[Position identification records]
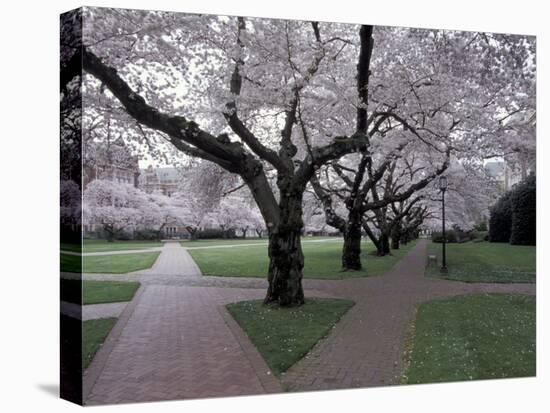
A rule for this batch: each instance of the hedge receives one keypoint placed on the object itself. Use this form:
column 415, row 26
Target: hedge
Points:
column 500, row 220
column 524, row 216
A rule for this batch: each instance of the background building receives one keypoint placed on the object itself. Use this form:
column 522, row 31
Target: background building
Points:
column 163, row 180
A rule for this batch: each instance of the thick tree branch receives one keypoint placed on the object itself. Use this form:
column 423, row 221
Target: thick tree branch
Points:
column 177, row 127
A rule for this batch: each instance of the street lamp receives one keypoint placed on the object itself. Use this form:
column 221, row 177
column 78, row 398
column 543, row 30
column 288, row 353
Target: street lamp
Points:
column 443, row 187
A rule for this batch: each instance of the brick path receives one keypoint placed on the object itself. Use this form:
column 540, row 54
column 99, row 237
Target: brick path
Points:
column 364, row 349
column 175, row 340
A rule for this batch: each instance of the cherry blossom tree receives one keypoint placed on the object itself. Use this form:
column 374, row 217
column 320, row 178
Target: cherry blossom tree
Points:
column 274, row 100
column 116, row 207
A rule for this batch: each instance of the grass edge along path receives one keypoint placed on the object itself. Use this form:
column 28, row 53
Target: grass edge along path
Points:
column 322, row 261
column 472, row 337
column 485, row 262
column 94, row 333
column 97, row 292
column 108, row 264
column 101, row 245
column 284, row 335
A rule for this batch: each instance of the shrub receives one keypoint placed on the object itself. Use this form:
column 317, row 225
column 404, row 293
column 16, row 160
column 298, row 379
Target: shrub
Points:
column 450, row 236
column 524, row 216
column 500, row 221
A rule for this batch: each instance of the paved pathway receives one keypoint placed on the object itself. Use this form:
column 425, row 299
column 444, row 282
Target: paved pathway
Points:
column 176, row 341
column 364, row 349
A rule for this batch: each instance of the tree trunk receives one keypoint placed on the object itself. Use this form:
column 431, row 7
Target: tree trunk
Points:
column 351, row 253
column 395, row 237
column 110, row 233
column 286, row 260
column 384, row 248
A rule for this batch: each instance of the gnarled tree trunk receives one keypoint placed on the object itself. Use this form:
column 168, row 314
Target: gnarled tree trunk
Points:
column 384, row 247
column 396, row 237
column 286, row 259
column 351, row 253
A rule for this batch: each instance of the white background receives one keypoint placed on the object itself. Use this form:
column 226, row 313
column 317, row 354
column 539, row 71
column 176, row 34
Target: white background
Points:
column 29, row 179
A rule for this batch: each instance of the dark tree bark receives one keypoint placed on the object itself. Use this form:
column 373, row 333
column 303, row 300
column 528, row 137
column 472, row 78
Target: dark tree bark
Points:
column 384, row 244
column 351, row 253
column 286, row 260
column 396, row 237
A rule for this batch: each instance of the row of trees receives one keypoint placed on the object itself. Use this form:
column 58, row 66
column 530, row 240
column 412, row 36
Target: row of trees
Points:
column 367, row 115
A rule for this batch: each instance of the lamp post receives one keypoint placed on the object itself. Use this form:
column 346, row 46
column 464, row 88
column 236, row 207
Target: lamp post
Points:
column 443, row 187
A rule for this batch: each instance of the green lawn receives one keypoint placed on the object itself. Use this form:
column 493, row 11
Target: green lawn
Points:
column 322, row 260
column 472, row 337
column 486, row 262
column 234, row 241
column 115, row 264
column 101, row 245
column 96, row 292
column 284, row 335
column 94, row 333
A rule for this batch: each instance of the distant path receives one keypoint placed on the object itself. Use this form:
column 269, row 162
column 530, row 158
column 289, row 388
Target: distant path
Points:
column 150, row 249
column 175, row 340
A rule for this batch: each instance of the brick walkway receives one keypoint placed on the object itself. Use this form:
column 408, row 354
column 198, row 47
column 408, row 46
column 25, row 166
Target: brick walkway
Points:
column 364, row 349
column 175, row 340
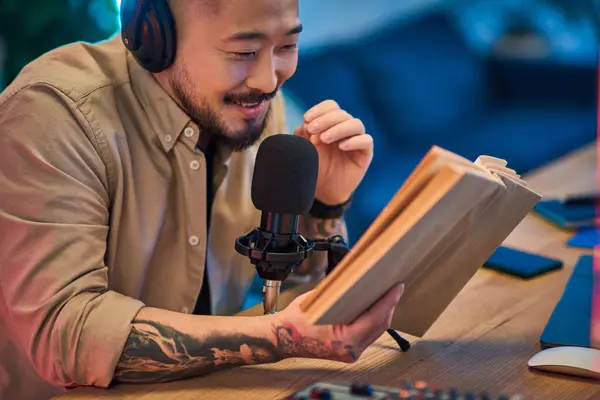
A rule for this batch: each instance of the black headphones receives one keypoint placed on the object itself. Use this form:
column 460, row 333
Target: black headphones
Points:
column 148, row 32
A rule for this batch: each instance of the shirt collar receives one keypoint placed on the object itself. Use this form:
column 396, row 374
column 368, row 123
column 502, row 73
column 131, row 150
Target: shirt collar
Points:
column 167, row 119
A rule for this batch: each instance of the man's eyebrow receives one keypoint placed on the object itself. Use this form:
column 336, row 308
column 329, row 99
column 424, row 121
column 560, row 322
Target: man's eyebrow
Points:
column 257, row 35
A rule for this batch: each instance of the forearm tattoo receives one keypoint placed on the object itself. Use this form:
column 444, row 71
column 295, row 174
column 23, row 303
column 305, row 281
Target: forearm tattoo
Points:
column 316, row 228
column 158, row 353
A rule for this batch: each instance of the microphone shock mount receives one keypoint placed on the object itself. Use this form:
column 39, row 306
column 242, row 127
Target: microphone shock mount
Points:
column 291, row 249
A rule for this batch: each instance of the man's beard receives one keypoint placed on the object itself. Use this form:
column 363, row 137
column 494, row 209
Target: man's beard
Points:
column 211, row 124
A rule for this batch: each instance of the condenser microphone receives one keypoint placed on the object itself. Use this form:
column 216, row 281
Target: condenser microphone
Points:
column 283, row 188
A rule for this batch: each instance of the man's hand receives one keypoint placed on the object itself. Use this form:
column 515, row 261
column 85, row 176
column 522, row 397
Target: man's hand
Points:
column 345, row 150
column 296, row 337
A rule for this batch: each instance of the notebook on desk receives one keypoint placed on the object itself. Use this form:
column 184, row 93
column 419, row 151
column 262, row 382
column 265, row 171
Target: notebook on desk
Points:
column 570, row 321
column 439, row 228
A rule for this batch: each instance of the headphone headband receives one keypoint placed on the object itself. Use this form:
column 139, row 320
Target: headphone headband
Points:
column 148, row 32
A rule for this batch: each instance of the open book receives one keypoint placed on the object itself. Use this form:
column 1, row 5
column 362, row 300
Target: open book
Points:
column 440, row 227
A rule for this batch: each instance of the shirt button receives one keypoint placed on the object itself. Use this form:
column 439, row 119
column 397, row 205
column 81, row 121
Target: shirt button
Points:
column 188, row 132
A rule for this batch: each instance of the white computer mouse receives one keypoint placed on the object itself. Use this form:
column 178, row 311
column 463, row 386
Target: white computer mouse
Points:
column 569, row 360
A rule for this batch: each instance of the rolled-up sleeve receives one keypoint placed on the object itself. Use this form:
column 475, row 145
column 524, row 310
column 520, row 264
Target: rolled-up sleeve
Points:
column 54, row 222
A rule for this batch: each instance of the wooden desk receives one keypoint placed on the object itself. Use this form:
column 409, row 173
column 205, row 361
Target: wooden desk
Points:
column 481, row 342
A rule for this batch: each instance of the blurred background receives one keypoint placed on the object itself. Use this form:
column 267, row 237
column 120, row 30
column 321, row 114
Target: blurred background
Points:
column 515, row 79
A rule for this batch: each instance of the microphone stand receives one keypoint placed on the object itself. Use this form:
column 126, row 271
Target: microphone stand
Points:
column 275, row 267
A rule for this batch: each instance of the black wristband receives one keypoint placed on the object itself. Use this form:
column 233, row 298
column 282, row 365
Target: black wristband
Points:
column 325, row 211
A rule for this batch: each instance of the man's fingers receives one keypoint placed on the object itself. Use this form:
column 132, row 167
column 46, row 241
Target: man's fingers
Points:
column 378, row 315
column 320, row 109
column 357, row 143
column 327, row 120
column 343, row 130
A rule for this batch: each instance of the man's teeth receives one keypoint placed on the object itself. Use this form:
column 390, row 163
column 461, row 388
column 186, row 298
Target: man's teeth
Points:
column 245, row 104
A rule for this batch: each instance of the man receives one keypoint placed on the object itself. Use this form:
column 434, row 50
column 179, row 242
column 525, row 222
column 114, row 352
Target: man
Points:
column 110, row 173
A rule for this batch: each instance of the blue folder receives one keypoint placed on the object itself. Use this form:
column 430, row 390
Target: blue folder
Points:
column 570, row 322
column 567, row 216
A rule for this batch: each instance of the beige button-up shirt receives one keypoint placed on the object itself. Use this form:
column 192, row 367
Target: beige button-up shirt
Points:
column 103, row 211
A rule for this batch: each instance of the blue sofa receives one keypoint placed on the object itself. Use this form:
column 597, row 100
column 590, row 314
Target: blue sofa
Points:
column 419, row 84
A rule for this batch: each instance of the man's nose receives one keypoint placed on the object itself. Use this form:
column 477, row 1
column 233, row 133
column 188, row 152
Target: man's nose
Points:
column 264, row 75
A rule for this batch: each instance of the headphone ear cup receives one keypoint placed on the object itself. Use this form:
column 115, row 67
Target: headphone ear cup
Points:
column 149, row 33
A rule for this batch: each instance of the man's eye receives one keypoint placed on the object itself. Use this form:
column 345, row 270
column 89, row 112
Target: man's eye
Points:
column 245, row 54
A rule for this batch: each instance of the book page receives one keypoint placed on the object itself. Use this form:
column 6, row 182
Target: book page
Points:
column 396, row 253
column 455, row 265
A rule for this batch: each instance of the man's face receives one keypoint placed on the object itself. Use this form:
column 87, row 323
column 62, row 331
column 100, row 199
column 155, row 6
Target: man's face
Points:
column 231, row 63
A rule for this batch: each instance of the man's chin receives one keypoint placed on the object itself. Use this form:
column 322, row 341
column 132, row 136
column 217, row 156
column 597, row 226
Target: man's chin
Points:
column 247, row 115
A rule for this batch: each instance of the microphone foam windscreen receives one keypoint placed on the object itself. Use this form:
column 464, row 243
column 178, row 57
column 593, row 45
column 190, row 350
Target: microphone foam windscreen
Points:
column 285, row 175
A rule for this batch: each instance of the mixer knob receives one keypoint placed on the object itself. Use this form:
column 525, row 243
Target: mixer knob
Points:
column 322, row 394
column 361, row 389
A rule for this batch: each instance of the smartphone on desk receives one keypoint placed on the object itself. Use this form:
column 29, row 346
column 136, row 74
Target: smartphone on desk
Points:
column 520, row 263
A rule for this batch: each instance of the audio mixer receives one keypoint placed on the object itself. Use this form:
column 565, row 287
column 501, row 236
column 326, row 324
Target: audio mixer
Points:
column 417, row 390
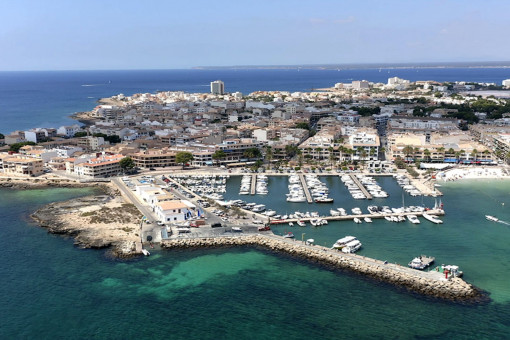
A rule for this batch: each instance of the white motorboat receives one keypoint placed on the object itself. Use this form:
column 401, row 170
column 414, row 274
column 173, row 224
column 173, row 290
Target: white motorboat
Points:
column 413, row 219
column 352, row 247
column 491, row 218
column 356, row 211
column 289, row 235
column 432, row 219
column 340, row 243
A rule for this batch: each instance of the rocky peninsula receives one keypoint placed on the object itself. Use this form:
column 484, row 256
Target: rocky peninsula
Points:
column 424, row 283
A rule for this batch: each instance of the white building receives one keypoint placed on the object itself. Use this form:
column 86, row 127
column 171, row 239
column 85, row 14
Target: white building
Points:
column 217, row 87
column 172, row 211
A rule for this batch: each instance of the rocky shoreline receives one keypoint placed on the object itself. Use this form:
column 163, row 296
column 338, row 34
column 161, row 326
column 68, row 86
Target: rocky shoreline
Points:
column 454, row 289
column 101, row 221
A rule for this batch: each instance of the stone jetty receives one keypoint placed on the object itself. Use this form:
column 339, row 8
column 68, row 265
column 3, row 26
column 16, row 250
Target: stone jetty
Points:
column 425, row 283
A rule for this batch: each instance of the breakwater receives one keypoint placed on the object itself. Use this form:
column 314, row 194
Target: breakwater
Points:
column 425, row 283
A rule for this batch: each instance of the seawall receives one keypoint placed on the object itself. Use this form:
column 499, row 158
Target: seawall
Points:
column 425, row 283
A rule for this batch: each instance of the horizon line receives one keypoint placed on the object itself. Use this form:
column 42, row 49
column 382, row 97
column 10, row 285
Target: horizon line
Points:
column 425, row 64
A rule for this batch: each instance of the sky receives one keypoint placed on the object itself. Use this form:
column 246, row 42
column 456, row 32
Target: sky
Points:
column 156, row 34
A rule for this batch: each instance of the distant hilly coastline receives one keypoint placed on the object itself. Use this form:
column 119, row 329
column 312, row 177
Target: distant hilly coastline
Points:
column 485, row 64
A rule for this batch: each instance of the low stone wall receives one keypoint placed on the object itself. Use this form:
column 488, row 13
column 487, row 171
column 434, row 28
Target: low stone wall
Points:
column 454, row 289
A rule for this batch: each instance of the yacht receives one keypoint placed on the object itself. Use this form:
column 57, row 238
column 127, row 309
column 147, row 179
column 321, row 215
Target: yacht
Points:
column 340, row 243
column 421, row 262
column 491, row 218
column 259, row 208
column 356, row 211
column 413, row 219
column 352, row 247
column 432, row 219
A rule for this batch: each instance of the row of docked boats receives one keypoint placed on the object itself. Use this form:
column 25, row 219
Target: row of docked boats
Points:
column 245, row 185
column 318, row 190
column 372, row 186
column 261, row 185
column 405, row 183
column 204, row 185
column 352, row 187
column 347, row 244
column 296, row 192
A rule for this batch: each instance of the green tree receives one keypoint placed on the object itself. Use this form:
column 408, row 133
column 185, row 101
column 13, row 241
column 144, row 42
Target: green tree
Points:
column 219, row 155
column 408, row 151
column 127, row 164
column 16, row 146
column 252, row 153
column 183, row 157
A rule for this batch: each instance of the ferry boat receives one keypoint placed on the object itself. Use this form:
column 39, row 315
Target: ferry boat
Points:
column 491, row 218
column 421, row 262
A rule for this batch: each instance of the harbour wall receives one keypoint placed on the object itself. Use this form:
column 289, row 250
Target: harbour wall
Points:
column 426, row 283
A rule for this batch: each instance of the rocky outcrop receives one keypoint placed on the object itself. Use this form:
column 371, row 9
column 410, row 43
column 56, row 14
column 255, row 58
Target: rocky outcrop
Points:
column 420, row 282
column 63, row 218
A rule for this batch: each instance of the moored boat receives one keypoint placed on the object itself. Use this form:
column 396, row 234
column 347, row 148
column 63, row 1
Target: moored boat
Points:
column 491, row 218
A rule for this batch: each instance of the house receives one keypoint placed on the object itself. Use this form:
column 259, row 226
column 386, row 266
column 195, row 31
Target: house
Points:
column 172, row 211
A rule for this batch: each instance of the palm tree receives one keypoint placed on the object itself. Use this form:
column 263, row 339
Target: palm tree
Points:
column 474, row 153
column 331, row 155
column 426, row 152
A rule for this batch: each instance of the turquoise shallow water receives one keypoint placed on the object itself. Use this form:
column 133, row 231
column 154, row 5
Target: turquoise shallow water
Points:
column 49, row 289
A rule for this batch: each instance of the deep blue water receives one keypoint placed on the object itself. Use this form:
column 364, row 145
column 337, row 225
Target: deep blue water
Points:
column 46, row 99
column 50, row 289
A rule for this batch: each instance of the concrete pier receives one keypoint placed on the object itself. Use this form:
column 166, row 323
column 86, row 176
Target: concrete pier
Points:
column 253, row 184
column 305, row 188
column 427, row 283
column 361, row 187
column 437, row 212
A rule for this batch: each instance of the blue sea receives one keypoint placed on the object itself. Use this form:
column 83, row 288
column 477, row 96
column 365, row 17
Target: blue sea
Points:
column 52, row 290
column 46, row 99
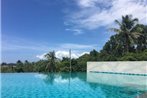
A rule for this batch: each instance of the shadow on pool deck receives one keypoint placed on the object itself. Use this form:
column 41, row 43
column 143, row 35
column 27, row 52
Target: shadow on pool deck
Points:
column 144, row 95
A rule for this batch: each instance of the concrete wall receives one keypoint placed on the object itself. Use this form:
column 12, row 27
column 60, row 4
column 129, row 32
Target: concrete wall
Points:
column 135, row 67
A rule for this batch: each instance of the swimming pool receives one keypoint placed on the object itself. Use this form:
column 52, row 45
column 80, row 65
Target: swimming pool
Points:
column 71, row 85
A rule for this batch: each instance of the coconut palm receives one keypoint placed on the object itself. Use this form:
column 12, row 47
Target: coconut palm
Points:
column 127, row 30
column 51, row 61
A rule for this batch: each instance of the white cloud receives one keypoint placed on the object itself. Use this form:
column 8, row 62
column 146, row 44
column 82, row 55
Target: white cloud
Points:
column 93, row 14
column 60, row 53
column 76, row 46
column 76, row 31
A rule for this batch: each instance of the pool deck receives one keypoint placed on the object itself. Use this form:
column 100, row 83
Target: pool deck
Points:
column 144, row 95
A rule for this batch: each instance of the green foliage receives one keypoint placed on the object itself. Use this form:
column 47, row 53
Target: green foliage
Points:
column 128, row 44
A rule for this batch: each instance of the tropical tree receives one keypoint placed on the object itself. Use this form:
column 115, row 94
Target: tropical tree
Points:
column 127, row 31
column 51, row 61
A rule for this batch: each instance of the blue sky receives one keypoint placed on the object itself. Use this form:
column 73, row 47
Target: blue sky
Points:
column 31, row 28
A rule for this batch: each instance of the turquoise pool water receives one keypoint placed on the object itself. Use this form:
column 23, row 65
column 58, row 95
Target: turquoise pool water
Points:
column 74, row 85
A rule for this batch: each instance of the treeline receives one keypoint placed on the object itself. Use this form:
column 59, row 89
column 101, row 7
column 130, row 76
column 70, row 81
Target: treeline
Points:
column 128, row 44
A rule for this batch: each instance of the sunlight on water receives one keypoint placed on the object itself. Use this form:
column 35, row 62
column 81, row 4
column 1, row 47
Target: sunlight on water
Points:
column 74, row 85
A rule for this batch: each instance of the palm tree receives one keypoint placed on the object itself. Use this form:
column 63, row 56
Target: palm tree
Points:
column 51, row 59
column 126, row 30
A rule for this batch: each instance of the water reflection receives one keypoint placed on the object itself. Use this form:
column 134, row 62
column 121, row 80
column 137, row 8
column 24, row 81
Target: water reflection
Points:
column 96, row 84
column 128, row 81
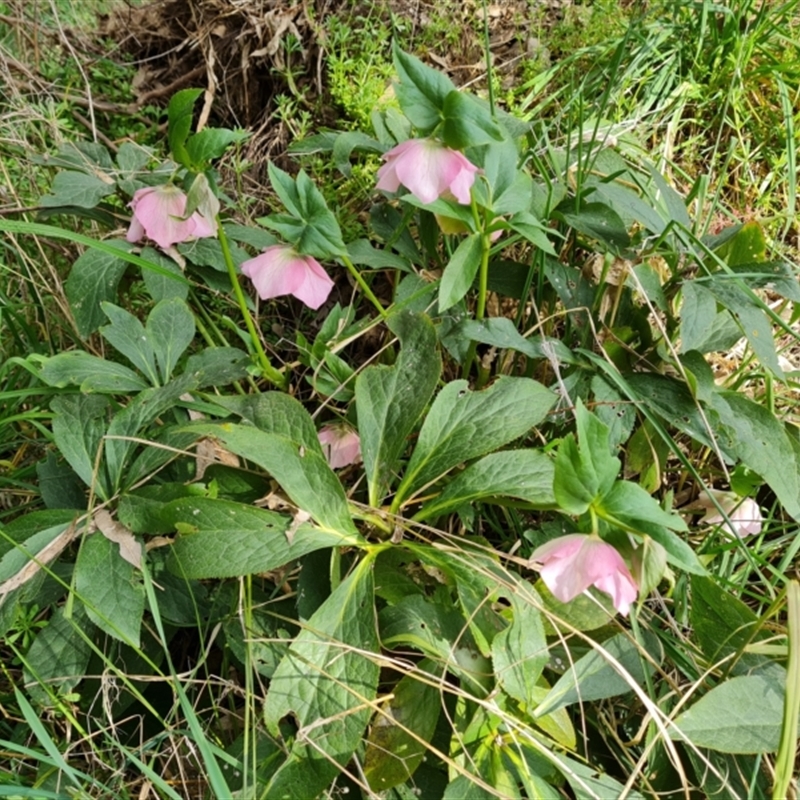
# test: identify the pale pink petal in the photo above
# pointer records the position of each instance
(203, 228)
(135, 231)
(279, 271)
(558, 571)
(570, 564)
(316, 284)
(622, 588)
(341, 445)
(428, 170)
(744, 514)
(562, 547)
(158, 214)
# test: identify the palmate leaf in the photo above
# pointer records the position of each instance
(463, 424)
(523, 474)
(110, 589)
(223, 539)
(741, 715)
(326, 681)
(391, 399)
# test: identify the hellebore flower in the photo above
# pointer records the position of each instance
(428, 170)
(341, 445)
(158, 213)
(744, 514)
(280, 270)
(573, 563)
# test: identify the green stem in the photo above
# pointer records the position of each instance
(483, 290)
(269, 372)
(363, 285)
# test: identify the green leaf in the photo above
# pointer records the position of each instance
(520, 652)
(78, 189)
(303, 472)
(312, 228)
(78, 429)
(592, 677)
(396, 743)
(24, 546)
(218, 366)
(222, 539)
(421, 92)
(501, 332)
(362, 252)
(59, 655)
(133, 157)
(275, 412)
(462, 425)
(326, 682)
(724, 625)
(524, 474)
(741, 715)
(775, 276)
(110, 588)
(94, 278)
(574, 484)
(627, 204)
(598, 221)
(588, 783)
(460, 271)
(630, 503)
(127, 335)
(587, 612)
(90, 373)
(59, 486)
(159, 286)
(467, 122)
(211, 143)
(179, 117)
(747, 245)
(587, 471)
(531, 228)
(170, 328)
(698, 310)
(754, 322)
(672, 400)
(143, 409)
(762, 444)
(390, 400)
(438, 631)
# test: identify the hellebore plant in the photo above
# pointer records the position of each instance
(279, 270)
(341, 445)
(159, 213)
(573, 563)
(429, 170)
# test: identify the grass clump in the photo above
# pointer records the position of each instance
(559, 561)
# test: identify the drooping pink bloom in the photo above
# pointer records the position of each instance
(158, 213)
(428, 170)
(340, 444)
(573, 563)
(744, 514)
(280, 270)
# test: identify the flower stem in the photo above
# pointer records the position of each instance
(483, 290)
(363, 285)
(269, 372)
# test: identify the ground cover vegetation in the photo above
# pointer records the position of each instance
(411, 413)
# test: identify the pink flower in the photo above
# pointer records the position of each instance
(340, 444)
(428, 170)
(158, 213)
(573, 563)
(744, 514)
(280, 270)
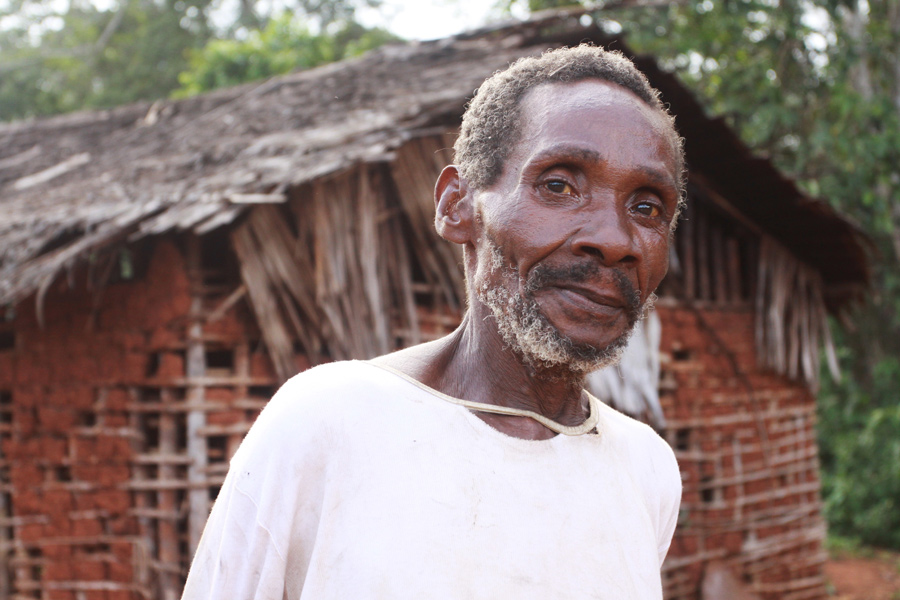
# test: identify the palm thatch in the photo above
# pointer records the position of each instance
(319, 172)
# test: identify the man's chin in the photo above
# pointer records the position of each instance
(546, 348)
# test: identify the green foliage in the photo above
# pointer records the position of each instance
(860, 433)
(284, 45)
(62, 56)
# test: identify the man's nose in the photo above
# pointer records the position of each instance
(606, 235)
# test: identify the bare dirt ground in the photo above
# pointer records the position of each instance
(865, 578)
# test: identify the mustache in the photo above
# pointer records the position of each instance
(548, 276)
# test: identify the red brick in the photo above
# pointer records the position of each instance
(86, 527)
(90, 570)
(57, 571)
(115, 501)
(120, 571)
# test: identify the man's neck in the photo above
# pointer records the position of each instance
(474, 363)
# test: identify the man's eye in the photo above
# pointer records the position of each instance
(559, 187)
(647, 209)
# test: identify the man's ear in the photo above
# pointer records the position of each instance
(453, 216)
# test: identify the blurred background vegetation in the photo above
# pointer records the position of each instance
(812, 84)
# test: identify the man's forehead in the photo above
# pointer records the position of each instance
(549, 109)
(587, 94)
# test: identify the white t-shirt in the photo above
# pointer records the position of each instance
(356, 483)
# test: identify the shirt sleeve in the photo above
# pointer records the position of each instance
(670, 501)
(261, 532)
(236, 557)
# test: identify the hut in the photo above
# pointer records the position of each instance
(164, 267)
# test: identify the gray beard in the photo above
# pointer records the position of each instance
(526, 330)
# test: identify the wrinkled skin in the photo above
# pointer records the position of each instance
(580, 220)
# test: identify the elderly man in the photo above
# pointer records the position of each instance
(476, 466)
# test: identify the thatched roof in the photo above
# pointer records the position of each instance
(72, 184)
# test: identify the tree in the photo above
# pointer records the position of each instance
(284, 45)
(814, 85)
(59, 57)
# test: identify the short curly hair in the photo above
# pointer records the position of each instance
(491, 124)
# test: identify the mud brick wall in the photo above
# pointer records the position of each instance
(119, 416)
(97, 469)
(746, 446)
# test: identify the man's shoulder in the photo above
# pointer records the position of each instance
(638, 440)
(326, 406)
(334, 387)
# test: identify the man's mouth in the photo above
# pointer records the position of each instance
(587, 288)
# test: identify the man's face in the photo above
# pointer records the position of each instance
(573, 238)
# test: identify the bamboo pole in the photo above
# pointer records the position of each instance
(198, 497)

### PROBLEM REQUIREMENTS
Copy the lines from the one with "A rule for this batch: each instance of the breakwater" through the one with "column 485, row 64", both included, and swap every "seawall" for "harbor wall" while leaving everything else as it is.

### COMPLETE ANSWER
A rule for this batch: each instance of the breakwater receives one keypoint placed on the object itself. Use this form:
column 314, row 194
Target: breakwater
Points:
column 425, row 283
A rule for this batch: each instance of the harbor wall receives one keypoint placed on the object itself. Use this form:
column 499, row 158
Target: harbor wall
Points:
column 425, row 283
A rule for this batch: each instance of the horizon line receives one keypoint placed on the object itself. Use this form:
column 42, row 49
column 382, row 97
column 10, row 285
Target: horizon line
Points:
column 425, row 64
A rule for this batch: each instance of the sky receives one keypoint placed on the object itself. Use this form:
column 246, row 42
column 456, row 32
Target: sky
Points:
column 156, row 34
A rule for this batch: each instance of the distant hilly coastline receives one keypoint placed on the object itself. Use this form:
column 119, row 329
column 312, row 177
Target: distant hilly coastline
Points:
column 485, row 64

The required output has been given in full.